------ EXTRACTED RECORDS

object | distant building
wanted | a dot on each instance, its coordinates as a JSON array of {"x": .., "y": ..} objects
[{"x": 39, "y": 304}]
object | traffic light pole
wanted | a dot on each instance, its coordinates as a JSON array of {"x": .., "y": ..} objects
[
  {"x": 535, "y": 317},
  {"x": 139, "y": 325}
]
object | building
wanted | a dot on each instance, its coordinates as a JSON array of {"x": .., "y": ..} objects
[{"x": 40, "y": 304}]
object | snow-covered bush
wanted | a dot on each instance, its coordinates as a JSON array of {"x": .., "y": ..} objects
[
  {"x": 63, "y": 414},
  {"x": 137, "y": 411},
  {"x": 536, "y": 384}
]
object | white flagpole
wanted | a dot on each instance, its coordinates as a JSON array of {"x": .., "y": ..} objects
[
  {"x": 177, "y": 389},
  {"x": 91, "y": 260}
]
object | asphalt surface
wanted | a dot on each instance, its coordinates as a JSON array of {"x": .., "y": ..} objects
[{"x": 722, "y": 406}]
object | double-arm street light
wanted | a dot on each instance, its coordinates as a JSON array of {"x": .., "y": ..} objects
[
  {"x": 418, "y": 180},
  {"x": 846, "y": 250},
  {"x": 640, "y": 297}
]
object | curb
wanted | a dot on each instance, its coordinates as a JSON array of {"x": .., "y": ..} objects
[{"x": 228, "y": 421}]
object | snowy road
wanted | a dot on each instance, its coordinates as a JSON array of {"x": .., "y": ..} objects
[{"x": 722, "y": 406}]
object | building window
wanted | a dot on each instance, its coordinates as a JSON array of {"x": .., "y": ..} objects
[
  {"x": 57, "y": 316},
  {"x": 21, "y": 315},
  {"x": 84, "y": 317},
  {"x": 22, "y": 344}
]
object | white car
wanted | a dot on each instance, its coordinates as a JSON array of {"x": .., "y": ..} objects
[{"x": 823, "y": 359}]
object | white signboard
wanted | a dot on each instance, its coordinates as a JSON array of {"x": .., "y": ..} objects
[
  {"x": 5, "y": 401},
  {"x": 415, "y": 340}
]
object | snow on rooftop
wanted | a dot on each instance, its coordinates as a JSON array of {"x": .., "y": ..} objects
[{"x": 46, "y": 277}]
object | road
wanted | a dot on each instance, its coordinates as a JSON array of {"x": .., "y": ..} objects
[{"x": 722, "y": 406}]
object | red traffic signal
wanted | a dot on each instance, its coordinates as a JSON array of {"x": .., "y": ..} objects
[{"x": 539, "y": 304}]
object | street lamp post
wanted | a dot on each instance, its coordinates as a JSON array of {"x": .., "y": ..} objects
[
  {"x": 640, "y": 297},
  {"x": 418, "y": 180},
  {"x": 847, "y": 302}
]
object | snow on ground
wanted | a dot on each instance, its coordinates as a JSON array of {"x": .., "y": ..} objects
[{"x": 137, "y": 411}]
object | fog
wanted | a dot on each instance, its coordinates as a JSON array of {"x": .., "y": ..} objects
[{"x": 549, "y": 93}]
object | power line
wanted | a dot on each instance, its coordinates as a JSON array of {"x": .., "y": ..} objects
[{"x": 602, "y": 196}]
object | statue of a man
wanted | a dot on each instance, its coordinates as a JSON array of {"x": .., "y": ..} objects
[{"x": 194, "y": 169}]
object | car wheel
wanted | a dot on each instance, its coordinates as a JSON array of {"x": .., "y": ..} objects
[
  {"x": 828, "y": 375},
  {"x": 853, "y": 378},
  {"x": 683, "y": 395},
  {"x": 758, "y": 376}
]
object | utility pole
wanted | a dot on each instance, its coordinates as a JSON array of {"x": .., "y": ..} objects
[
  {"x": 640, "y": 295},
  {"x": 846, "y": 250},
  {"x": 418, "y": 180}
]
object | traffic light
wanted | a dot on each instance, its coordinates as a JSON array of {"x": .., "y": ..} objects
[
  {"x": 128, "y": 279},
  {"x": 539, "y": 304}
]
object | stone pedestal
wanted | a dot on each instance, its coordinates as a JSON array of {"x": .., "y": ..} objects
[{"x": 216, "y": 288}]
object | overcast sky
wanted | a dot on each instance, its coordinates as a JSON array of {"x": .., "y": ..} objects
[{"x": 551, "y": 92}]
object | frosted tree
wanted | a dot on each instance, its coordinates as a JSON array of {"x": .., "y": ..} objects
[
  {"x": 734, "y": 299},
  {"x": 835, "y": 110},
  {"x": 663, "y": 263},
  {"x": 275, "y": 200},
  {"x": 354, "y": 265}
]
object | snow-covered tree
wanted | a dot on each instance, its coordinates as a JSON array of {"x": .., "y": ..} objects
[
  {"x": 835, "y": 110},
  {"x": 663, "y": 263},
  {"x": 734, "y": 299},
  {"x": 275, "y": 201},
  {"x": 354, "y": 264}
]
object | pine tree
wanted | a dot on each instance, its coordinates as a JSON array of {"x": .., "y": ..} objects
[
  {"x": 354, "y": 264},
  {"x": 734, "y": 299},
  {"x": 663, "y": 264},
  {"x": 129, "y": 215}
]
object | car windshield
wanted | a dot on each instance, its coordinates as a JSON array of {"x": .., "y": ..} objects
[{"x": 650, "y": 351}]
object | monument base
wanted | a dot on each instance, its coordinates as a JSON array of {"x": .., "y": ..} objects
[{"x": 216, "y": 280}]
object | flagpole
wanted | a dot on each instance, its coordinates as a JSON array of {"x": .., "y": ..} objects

------------

> **EXERCISE DIRECTIONS**
Print the material once more, exactly.

> **FINISHED ANSWER**
object | distant building
wanted | a dot on each instance, its coordinates as a JSON array of {"x": .., "y": ..} objects
[{"x": 39, "y": 304}]
object | traffic light pole
wanted | a dot on each instance, its coordinates as a JSON array of {"x": .., "y": ..} objects
[
  {"x": 535, "y": 317},
  {"x": 139, "y": 325}
]
object | building
wanted | a dot on each instance, its coordinates as a JSON array of {"x": .., "y": ..} objects
[{"x": 40, "y": 304}]
object | snow-covered bush
wanted | a dot on each instance, its coordinates as a JSON array of {"x": .., "y": ..} objects
[
  {"x": 63, "y": 414},
  {"x": 137, "y": 411},
  {"x": 536, "y": 384}
]
object | white flagpole
wanted | a dot on each instance, its coordinates as a JSON array of {"x": .., "y": ..} objects
[
  {"x": 177, "y": 389},
  {"x": 91, "y": 260}
]
object | asphalt surface
wanted | a dot on each instance, its coordinates as a JSON array of {"x": .., "y": ..} objects
[{"x": 722, "y": 406}]
object | double-arm street light
wanted | a dot on each instance, its coordinates as a JSON array of {"x": .., "y": ..} objects
[
  {"x": 418, "y": 180},
  {"x": 846, "y": 250},
  {"x": 640, "y": 297}
]
object | curb
wanted | a dot on each instance, its coordinates as a JSON array of {"x": .., "y": ..} objects
[{"x": 228, "y": 421}]
object | snowy road
wanted | a dot on each instance, its coordinates as a JSON array of {"x": .., "y": ..} objects
[{"x": 722, "y": 406}]
object | building window
wanted | a dot on each instance, its coordinates as a JSON array of {"x": .., "y": ..} objects
[
  {"x": 57, "y": 316},
  {"x": 21, "y": 315},
  {"x": 84, "y": 317},
  {"x": 22, "y": 344}
]
object | white car
wanted | a dot on each instance, its coordinates as a JSON array of {"x": .., "y": ..} objects
[{"x": 823, "y": 359}]
object | white signboard
wanted | a dot on each instance, its coordinates as a JSON array of {"x": .., "y": ..} objects
[
  {"x": 5, "y": 401},
  {"x": 415, "y": 340}
]
object | snow on rooftop
wanted | a dot on each instance, its coordinates as a JSON array of {"x": .., "y": ..} objects
[{"x": 46, "y": 277}]
object | road
wanted | a dot on each instance, its coordinates as a JSON array of {"x": .., "y": ..} objects
[{"x": 722, "y": 406}]
object | red traffic signal
wanted | a dot on each instance, its coordinates as a JSON array of {"x": .., "y": ..} objects
[{"x": 539, "y": 304}]
object | street lamp post
wanted | a dot on each instance, its coordinates as a JSON array of {"x": .., "y": ..} objects
[
  {"x": 640, "y": 297},
  {"x": 418, "y": 180},
  {"x": 847, "y": 302}
]
object | snow on ground
wanted | a dot on each instance, its coordinates as a JSON array of {"x": .., "y": ..} objects
[{"x": 137, "y": 411}]
object | fog
wanted | a dot on each instance, its coordinates as a JSON array of {"x": .., "y": ..} objects
[{"x": 549, "y": 93}]
object | power line
wanted | a dot on each instance, its coordinates as a JSON array of {"x": .., "y": ..} objects
[{"x": 602, "y": 196}]
object | statue of a man
wanted | a dot on each instance, its coordinates as a JSON array of {"x": .., "y": ..} objects
[{"x": 194, "y": 169}]
object | car wheel
wanted | a dot on each instance, its coordinates as a JSON array of {"x": .., "y": ..} objects
[
  {"x": 828, "y": 375},
  {"x": 853, "y": 378},
  {"x": 683, "y": 395},
  {"x": 758, "y": 376}
]
object | utility pole
wanted | a dot on each instance, its coordinates as a JSON array of {"x": .., "y": ..} objects
[
  {"x": 640, "y": 295},
  {"x": 846, "y": 250},
  {"x": 418, "y": 180}
]
object | traffic light
wanted | a dot on each instance, its coordinates as a JSON array of {"x": .., "y": ..} objects
[
  {"x": 128, "y": 279},
  {"x": 539, "y": 304}
]
object | stone pedestal
wanted | a dot on each instance, its coordinates as a JSON array of {"x": .., "y": ..} objects
[{"x": 216, "y": 288}]
object | overcast sky
wanted | a dot on each instance, its coordinates as a JSON array of {"x": .., "y": ..} objects
[{"x": 551, "y": 92}]
object | frosted tree
wanted | a dot on each instance, its coordinates as a JSON array of {"x": .., "y": ..} objects
[
  {"x": 734, "y": 299},
  {"x": 835, "y": 110},
  {"x": 663, "y": 263},
  {"x": 275, "y": 200},
  {"x": 354, "y": 265}
]
object | snow-covered tree
wanted | a dot on each instance, its coordinates as a JSON array of {"x": .., "y": ..} objects
[
  {"x": 835, "y": 110},
  {"x": 663, "y": 263},
  {"x": 734, "y": 299},
  {"x": 275, "y": 201},
  {"x": 354, "y": 264}
]
object | pine tree
wanted | a dot on each instance, its coordinates as a JSON array of {"x": .., "y": ..} objects
[
  {"x": 354, "y": 264},
  {"x": 734, "y": 299},
  {"x": 663, "y": 264},
  {"x": 129, "y": 215}
]
object | car windshield
wanted | a dot on each instance, its coordinates as a JSON array of {"x": .., "y": ..} objects
[{"x": 650, "y": 351}]
object | monument base
wanted | a dot on each instance, its coordinates as a JSON array of {"x": .., "y": ..} objects
[{"x": 216, "y": 280}]
object | flagpole
wanted | a dot on each instance, its coordinates as a JSON array of {"x": .., "y": ..} objects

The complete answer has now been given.